> **Supplied material**:
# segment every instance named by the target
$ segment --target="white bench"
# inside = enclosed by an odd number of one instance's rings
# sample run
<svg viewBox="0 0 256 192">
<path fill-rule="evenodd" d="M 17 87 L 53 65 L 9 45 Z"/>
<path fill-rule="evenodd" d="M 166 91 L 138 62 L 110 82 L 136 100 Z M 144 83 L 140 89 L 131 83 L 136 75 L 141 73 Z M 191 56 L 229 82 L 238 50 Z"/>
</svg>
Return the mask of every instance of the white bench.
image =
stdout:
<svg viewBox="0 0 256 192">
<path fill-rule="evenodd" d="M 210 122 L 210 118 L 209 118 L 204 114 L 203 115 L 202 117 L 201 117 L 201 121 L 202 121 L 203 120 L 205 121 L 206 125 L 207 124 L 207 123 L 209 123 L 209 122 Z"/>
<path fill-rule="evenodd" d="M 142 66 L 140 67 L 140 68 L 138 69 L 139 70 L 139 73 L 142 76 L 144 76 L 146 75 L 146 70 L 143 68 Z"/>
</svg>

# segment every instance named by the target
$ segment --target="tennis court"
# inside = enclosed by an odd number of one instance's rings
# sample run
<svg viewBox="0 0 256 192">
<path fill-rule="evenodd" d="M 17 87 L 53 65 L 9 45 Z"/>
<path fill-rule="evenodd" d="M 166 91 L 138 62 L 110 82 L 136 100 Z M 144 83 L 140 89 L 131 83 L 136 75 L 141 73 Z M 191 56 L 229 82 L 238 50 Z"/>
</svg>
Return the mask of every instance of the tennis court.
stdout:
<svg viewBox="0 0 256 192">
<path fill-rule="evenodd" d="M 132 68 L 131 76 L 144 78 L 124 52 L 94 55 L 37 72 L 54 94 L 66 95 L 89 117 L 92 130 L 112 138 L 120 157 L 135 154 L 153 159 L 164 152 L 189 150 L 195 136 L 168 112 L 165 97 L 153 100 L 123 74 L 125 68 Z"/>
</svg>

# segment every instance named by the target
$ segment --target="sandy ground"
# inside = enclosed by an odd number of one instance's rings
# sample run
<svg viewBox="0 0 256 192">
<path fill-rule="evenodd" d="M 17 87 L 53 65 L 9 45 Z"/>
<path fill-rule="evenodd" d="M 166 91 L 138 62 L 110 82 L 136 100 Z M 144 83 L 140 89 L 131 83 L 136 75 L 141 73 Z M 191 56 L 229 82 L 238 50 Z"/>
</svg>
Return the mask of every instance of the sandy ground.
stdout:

* * *

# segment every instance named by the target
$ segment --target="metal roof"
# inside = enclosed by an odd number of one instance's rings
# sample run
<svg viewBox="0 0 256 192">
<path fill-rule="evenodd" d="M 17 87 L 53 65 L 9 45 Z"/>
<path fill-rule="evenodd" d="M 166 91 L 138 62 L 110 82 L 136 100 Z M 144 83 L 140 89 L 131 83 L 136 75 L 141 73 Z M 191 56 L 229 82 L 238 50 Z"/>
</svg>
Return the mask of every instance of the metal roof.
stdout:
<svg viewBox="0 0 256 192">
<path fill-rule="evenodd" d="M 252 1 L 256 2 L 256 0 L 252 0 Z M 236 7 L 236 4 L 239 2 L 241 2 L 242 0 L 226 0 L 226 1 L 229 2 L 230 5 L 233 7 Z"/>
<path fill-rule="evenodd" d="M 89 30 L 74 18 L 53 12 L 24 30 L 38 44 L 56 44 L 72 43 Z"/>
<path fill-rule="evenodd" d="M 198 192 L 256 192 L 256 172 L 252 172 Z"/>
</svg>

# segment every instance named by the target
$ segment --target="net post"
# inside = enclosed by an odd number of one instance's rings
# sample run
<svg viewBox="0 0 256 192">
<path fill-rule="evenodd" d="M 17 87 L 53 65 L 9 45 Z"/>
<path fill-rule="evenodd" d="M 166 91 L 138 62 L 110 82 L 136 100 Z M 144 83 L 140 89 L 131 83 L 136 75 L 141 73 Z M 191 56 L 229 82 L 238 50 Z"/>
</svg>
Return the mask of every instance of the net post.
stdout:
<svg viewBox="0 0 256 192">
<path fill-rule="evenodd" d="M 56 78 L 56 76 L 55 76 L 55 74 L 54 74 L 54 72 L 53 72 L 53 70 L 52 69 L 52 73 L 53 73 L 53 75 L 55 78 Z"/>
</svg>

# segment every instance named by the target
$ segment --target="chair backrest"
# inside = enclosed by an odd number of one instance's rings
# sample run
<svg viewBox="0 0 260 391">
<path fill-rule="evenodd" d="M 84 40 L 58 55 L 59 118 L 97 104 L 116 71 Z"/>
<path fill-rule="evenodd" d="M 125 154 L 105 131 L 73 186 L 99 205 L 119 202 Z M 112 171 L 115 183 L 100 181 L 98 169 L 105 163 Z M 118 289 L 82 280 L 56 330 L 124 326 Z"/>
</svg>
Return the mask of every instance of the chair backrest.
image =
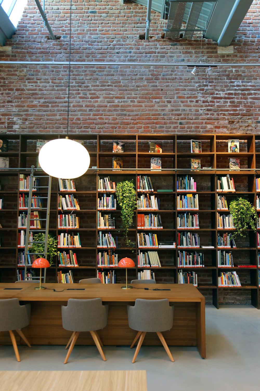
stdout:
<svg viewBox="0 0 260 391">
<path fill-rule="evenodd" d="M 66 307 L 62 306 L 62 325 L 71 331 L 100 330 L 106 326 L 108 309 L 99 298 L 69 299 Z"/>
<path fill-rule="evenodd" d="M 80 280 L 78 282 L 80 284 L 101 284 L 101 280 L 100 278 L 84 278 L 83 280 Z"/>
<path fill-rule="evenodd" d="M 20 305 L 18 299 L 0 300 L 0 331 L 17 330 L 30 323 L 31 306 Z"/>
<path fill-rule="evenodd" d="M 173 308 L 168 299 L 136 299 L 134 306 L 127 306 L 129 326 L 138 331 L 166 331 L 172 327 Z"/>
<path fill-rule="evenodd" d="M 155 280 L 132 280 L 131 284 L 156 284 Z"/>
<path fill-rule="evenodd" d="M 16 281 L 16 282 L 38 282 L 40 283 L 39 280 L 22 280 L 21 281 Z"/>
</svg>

> **Task to complete**: Select every line in the material above that contains the string "court", with case counting.

> **Full response**:
$ segment --target="tennis court"
Return the mask of every instance of the tennis court.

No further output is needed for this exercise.